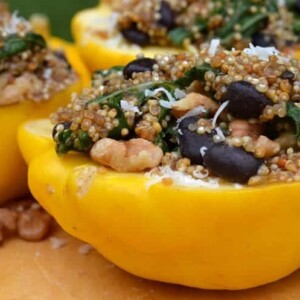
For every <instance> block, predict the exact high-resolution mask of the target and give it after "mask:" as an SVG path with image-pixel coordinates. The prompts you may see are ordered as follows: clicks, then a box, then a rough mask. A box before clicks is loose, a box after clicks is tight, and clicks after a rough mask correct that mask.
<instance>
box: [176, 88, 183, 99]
mask: <svg viewBox="0 0 300 300" xmlns="http://www.w3.org/2000/svg"><path fill="white" fill-rule="evenodd" d="M174 96H175V98H176V99H182V98H185V97H186V93H185V92H184V91H182V90H180V89H175V92H174Z"/></svg>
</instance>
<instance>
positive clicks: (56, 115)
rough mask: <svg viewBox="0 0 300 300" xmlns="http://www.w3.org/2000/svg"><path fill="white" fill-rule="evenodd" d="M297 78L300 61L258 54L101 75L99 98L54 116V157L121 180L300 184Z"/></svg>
mask: <svg viewBox="0 0 300 300" xmlns="http://www.w3.org/2000/svg"><path fill="white" fill-rule="evenodd" d="M212 44H213V43H212ZM213 48H214V47H213ZM299 70H300V62H299V61H298V60H296V59H292V58H290V57H288V56H285V55H283V54H281V53H280V52H279V51H278V50H276V49H275V48H261V47H254V46H253V45H250V48H247V49H245V50H243V51H240V50H232V51H227V50H221V49H217V48H216V49H215V48H214V49H213V51H212V48H211V47H210V48H209V49H204V50H202V51H201V52H200V53H199V54H191V53H181V54H178V55H170V54H163V55H157V56H156V57H155V58H154V59H150V58H145V57H143V56H139V57H138V58H137V59H136V60H134V61H132V62H130V63H129V64H128V65H126V66H125V67H124V68H122V67H115V68H112V69H110V70H106V71H99V72H97V73H96V74H95V76H94V80H93V87H92V88H90V89H87V90H85V91H84V92H83V93H82V94H81V95H79V96H74V97H73V99H72V100H71V102H70V104H69V105H68V106H66V107H64V108H60V109H59V110H58V111H57V112H56V113H55V114H53V115H52V116H51V120H52V122H53V124H56V125H55V127H54V129H53V137H54V140H55V142H56V150H57V152H58V153H59V154H63V153H67V152H68V151H80V152H85V153H87V154H89V155H90V156H91V158H92V159H93V160H94V161H96V162H98V163H100V164H101V165H103V166H106V167H110V168H112V169H114V170H116V171H119V172H140V171H143V172H144V171H146V170H152V171H151V172H154V173H156V174H160V173H162V172H163V168H164V167H169V168H171V170H173V171H178V172H182V173H184V174H188V175H189V176H191V177H193V178H195V179H201V180H207V181H209V180H210V179H212V178H216V177H218V178H219V179H220V180H221V181H223V182H236V183H242V184H248V185H250V186H252V185H257V184H263V183H273V182H293V181H299V180H300V153H299V147H300V73H299Z"/></svg>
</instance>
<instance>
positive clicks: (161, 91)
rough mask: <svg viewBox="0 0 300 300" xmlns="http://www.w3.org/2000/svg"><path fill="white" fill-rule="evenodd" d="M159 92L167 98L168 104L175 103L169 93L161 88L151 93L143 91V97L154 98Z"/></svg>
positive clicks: (172, 98)
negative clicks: (161, 93)
mask: <svg viewBox="0 0 300 300" xmlns="http://www.w3.org/2000/svg"><path fill="white" fill-rule="evenodd" d="M159 92H163V93H165V95H166V96H167V97H168V100H169V101H170V102H175V101H176V99H175V98H174V97H173V96H172V95H171V93H170V92H169V91H168V90H166V89H165V88H163V87H160V88H157V89H155V90H153V91H150V90H148V89H147V90H145V96H146V97H155V96H156V94H157V93H159Z"/></svg>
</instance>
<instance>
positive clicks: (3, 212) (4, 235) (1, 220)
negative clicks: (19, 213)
mask: <svg viewBox="0 0 300 300" xmlns="http://www.w3.org/2000/svg"><path fill="white" fill-rule="evenodd" d="M17 218H18V214H17V213H16V212H15V211H12V210H9V209H7V208H0V243H2V242H3V240H4V238H5V236H6V235H10V234H12V233H14V232H15V231H16V229H17Z"/></svg>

==*==

## What is being asked:
Copy out exactly the line that holds "92L167 98L168 104L175" and all remaining lines of the listing, both the first and the last included.

## Output for this task:
rough mask: <svg viewBox="0 0 300 300" xmlns="http://www.w3.org/2000/svg"><path fill="white" fill-rule="evenodd" d="M159 92L167 98L168 104L175 103L169 93L161 88L151 93L143 91V97L154 98Z"/></svg>
positive clicks: (172, 98)
negative clicks: (161, 93)
mask: <svg viewBox="0 0 300 300" xmlns="http://www.w3.org/2000/svg"><path fill="white" fill-rule="evenodd" d="M159 92H163V93H165V95H166V96H167V97H168V100H169V101H170V102H175V101H176V99H175V98H174V97H173V96H172V95H171V93H170V92H169V91H168V90H166V89H165V88H163V87H160V88H157V89H155V90H153V91H150V90H148V89H147V90H145V96H146V97H155V96H156V94H157V93H159Z"/></svg>
</instance>
<instance>
positive clicks: (3, 212) (4, 235) (1, 220)
negative clicks: (19, 213)
mask: <svg viewBox="0 0 300 300" xmlns="http://www.w3.org/2000/svg"><path fill="white" fill-rule="evenodd" d="M17 218H18V214H17V213H16V212H15V211H12V210H9V209H7V208H0V243H2V242H3V240H4V238H5V236H6V235H10V234H12V233H14V232H15V231H16V229H17Z"/></svg>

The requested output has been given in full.